In quella mentalità l’essenza del Beneficio (feudale) consisteva nel diritto
di godimento , che il commendatario aveva di alcuni beni ricevuti assumendosi con
ciò alcuni obblighi verso il concedente ; questo diritto aveva carattere privatistico
ed economico, in quanto stabiliva un rapporto di Diritto privato fra il commendatario
e quella precisa massa di beni ricevuti in godimento ;
“sia sul piano teorico, sia specialmente su quello pratico, l’aspetto privatistico
ed economico del Beneficio ebbe una netta prevalenza, come la stessa denominazione
di “Beneficio ecclesiastico”, (quasi una specie del genere) insinuava, e come specialmente
si dettero cura di elaborare, strutturare ed applicare la legislazione e la giurisprudenza
canonica” .

───

Compiti:
1. Rispondi a queste domande sul brano:
(a) In che cosa consisteva l'essenza del Beneficio feudale?
(b) Fra chi stabiliva un rapporto di Diritto privato quel diritto?
(c) Che cosa si dettero cura di fare la legislazione e la giurisprudenza canonica?
2. Converti in una tabella Markdown con le colonne N. e Contenuto il tratto delle righe che va dalla riga contenente "Target: shoreline" fino alla fine delle righe, estremi inclusi. Numera ogni riga e tralascia quelle vuote.
Il brano e le righe sono materiali distinti, senza legami fra loro.

───

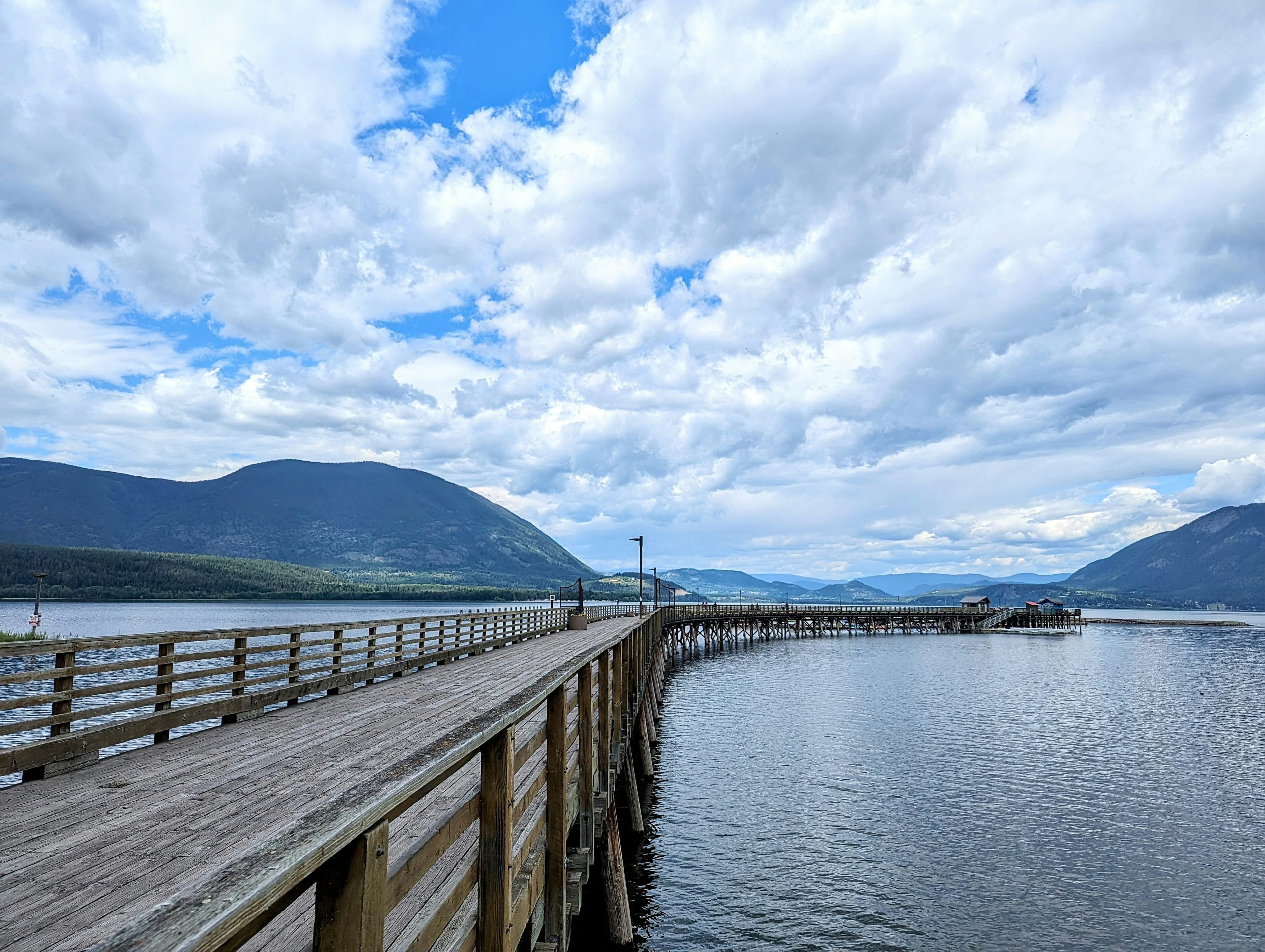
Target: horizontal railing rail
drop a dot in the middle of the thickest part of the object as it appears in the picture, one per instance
(63, 701)
(528, 772)
(825, 609)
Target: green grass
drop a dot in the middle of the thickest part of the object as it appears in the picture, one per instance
(23, 637)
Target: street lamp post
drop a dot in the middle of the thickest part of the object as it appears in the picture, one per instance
(640, 573)
(40, 585)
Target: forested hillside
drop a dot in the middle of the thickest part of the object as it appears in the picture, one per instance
(369, 521)
(108, 574)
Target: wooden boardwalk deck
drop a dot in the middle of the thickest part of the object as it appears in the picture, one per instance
(429, 784)
(89, 853)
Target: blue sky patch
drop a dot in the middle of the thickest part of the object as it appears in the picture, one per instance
(75, 286)
(1170, 485)
(432, 324)
(498, 52)
(666, 279)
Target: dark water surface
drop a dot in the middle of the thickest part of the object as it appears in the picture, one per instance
(991, 792)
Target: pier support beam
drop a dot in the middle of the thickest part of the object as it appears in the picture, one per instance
(496, 844)
(643, 745)
(556, 816)
(634, 797)
(618, 913)
(351, 897)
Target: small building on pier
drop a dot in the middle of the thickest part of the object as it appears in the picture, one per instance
(1044, 606)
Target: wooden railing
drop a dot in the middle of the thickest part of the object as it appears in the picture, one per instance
(64, 701)
(504, 841)
(781, 610)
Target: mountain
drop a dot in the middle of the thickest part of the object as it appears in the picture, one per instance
(801, 581)
(724, 583)
(366, 521)
(916, 583)
(76, 573)
(1218, 558)
(721, 583)
(852, 592)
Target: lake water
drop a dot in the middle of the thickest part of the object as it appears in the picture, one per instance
(991, 792)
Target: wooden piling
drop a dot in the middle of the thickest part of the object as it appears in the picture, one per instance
(618, 913)
(644, 745)
(556, 816)
(496, 844)
(351, 897)
(634, 798)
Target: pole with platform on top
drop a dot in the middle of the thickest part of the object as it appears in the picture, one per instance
(640, 573)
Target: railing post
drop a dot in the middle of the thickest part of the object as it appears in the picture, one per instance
(336, 661)
(495, 842)
(65, 659)
(296, 645)
(556, 816)
(165, 650)
(238, 659)
(351, 896)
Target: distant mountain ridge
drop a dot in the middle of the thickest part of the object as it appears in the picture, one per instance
(366, 521)
(1218, 558)
(916, 583)
(723, 583)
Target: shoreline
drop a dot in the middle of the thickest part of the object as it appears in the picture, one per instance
(1173, 622)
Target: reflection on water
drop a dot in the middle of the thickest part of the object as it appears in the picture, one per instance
(991, 792)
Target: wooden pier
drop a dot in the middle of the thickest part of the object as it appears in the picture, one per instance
(438, 783)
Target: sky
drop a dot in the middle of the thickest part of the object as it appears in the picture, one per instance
(807, 286)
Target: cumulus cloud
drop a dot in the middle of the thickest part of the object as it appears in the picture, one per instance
(815, 286)
(1227, 482)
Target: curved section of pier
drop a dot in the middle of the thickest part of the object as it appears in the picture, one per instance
(407, 784)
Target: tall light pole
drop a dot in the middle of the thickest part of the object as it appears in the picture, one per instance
(640, 572)
(40, 583)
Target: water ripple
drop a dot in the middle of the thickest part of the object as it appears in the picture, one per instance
(962, 793)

───

Soluzioni:
1.
(a) Nel diritto di godimento che il commendatario aveva di alcuni beni ricevuti, assumendosi con ciò alcuni obblighi verso il concedente.
(b) Fra il commendatario e quella precisa massa di beni ricevuti in godimento.
(c) Di elaborare, strutturare ed applicare l'aspetto privatistico ed economico del Beneficio.

2.
| N. | Contenuto |
|---|---|
| 1 | Target: shoreline |
| 2 | drop a dot in the middle of the thickest part of the object as it appears in the picture, one per instance |
| 3 | (1173, 622) |
| 4 | Target: reflection on water |
| 5 | drop a dot in the middle of the thickest part of the object as it appears in the picture, one per instance |
| 6 | (991, 792) |
| 7 | Target: wooden pier |
| 8 | drop a dot in the middle of the thickest part of the object as it appears in the picture, one per instance |
| 9 | (438, 783) |
| 10 | Target: sky |
| 11 | drop a dot in the middle of the thickest part of the object as it appears in the picture, one per instance |
| 12 | (807, 286) |
| 13 | Target: cumulus cloud |
| 14 | drop a dot in the middle of the thickest part of the object as it appears in the picture, one per instance |
| 15 | (815, 286) |
| 16 | (1227, 482) |
| 17 | Target: curved section of pier |
| 18 | drop a dot in the middle of the thickest part of the object as it appears in the picture, one per instance |
| 19 | (407, 784) |
| 20 | Target: tall light pole |
| 21 | drop a dot in the middle of the thickest part of the object as it appears in the picture, one per instance |
| 22 | (640, 572) |
| 23 | (40, 583) |
| 24 | Target: water ripple |
| 25 | drop a dot in the middle of the thickest part of the object as it appears in the picture, one per instance |
| 26 | (962, 793) |